::: RECORDS FOR THE EXERCISE :::

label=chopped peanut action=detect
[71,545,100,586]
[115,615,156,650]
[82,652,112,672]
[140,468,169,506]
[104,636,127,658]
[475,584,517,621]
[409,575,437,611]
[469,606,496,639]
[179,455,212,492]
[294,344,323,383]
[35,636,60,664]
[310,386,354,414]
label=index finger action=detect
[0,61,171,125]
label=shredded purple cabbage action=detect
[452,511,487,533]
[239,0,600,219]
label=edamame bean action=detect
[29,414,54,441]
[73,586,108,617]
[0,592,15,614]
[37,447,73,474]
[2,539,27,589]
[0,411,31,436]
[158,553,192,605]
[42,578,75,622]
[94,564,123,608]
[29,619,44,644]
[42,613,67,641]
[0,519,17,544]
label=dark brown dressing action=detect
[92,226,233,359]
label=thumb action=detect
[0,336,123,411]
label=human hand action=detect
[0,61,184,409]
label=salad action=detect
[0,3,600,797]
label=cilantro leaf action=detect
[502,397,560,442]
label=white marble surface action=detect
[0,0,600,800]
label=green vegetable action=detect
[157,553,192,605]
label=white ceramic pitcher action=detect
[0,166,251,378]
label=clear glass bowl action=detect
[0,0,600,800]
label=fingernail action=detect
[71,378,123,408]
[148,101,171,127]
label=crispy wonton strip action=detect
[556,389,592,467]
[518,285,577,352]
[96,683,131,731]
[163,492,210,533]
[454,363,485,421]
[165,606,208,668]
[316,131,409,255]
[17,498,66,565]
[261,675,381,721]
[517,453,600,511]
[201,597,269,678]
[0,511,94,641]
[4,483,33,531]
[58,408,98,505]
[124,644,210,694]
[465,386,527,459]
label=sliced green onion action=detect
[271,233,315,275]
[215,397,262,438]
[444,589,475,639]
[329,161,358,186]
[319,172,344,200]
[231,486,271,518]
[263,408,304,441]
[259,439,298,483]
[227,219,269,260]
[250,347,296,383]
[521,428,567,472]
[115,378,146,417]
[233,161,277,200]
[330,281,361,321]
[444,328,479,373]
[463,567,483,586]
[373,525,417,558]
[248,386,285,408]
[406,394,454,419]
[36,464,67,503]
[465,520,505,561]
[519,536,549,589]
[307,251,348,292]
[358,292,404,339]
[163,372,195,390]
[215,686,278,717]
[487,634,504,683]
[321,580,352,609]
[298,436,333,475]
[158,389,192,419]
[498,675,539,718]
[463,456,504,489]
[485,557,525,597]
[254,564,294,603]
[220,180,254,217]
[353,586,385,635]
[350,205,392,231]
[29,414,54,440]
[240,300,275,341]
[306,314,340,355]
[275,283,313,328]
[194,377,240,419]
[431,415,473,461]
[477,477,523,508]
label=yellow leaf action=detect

:::

## INSTRUCTIONS FOR THE TASK
Scale the data between the lines holding "label=clear glass bowl action=detect" and "[148,101,171,127]", inclusive, by writing out every line in that span again, including those without coordinates. Multiply each bounding-box coordinate by 2.1 and round it to a whole number, with halves rounded up.

## RESPONSE TO THIS EXERCISE
label=clear glass bowl action=detect
[0,0,1260,1680]
label=fingernail action=detect
[149,794,258,857]
[311,212,359,267]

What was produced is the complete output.